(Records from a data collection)
====================

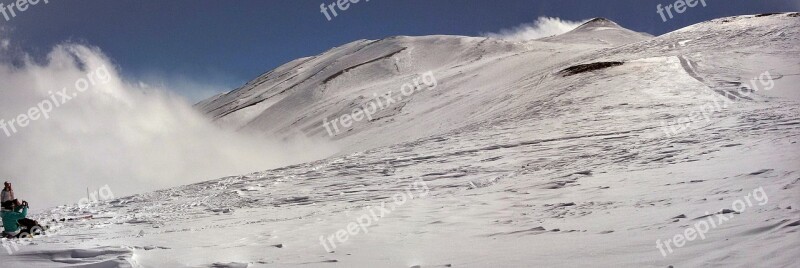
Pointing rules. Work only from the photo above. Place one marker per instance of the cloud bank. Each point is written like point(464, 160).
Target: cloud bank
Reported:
point(123, 134)
point(542, 27)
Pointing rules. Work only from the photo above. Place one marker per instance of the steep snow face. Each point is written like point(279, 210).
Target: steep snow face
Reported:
point(600, 32)
point(510, 162)
point(483, 79)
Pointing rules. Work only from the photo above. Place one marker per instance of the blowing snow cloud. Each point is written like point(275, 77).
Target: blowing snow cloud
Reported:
point(542, 27)
point(102, 130)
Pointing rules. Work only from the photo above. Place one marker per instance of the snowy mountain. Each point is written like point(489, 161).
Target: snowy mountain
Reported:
point(601, 32)
point(598, 147)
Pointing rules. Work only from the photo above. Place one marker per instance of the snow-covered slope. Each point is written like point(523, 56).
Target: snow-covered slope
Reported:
point(599, 31)
point(514, 159)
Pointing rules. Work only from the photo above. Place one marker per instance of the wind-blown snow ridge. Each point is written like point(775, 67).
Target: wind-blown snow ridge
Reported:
point(535, 168)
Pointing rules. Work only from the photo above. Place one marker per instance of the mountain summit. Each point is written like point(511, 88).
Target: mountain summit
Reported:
point(599, 31)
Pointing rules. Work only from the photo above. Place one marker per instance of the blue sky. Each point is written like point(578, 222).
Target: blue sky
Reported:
point(223, 44)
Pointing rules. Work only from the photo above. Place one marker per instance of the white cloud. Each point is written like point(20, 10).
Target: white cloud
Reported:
point(542, 27)
point(131, 136)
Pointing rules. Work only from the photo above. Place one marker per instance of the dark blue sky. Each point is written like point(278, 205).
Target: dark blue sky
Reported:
point(227, 43)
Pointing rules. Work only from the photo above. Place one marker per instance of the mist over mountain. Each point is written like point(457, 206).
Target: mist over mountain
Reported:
point(601, 146)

====================

• [Aim of the exercise]: In the copy, include every entry above exactly and leave out each picture.

• [Result of this exercise]:
Pointing rules. Work only from the photo above. Place one marker per instance of the cloud bank. Each point is written like point(464, 160).
Target: cloud bank
Reported:
point(123, 134)
point(542, 27)
Pointing rules. Work only from the photo above. Place one marker per instance of the steep snow face. Each point is written like point(279, 210).
Target: steep snow face
Reported:
point(600, 32)
point(510, 162)
point(483, 79)
Pointing rules. Work only from the photo above. Place one marker per instance of the blowing snow cloud. Each point is written like point(275, 77).
Target: blowing snow cloud
Reported:
point(542, 27)
point(102, 130)
Pointing rules. Work only from the photo above. Place one marker per instance of the snowy mountain. Each point is written like point(489, 161).
Target: snowy mountain
Reported:
point(601, 32)
point(598, 147)
Pointing rules. Work only from the photo above. Place one marker per instance of the snow-covered slope. Each point is written like point(523, 56).
Target: snow-covered slope
Reported:
point(599, 31)
point(514, 159)
Pointing rules. Work only from the photo above. Place one marker per instance of the wind-blown snow ridge. Each point is written like point(775, 67).
Target: wind-blown snow ridge
Reported:
point(535, 168)
Pointing rules. Work only from the photo above. Place one marker per instance of the mountain summit. Each point is written like point(511, 88).
Target: mountain summit
Reported:
point(599, 31)
Pointing rules. Work only from the photo above. Place one marker per instance of the blue sky. Each point is written like point(578, 222).
Target: blue sky
Reported:
point(223, 44)
Pointing rules. Work only from the photo above. Place one marker per instance of the white cloud. Each point is written like point(20, 10).
Target: white cloud
Reported:
point(542, 27)
point(131, 136)
Pointing rules. Work only from the photo above. Place one marker per instance of the dark blue sky. Each point is written like point(278, 205).
Target: dark blue sky
Reported:
point(227, 43)
Pointing rules. Work only from the photo above. Place one marker per instance of the mist over mountain. Each point is written like point(457, 206).
Target: mist over mountain
Reported:
point(601, 146)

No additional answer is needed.